Short task
Gather every line of the rows below that contains the word "paper".

Start of Supplied data

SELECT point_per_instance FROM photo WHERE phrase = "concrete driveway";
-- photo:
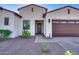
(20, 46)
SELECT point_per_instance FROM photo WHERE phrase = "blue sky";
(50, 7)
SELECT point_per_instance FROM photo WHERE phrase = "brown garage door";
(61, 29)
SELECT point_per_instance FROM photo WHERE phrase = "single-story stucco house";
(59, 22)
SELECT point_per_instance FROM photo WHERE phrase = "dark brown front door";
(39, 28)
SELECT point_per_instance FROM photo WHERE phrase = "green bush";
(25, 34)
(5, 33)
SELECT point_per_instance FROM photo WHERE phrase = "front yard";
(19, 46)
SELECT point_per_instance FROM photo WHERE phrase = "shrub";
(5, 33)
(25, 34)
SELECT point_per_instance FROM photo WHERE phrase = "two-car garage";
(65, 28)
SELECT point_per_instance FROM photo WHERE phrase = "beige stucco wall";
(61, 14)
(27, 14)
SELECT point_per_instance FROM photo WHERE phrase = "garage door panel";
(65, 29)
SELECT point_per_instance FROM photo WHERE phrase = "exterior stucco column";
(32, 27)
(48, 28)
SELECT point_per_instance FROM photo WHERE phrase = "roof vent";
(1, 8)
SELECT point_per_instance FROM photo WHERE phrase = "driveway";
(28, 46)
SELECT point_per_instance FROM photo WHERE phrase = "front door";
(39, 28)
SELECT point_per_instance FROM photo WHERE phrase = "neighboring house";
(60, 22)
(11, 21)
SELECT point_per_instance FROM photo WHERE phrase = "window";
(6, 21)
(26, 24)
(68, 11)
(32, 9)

End of Supplied data
Start of Supplied data

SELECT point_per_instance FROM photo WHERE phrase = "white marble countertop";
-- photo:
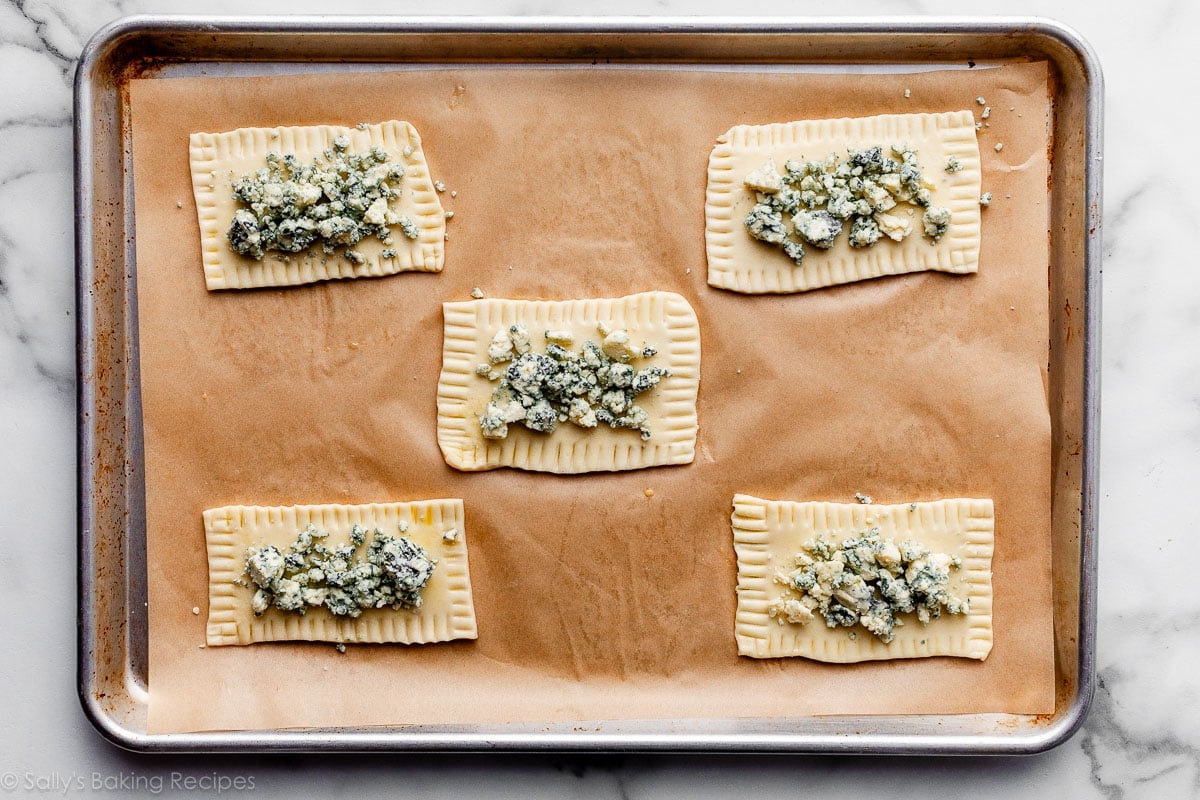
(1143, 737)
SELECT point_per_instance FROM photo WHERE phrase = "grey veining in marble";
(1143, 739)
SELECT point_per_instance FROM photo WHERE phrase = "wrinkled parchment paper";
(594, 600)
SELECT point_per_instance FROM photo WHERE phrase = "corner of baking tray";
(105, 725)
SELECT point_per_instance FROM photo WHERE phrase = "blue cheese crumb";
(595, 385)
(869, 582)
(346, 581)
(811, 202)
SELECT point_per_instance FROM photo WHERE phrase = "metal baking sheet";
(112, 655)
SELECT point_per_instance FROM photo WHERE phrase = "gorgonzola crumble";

End of Supplied data
Start of Supplied data

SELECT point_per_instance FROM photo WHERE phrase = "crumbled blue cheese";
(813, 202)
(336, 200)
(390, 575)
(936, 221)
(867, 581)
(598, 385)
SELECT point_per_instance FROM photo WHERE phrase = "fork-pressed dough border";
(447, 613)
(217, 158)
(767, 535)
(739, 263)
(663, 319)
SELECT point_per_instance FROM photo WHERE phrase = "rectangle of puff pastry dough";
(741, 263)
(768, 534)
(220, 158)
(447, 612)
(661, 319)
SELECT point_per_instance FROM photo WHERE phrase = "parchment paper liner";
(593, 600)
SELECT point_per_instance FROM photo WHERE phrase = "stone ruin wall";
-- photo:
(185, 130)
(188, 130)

End of Supplied data

Solution
SELECT point_per_instance FROM photo WHERE phrase = "wrinkled parchment paper";
SELECT point_per_instance FROM photo WHERE phrase = "parchment paper liner";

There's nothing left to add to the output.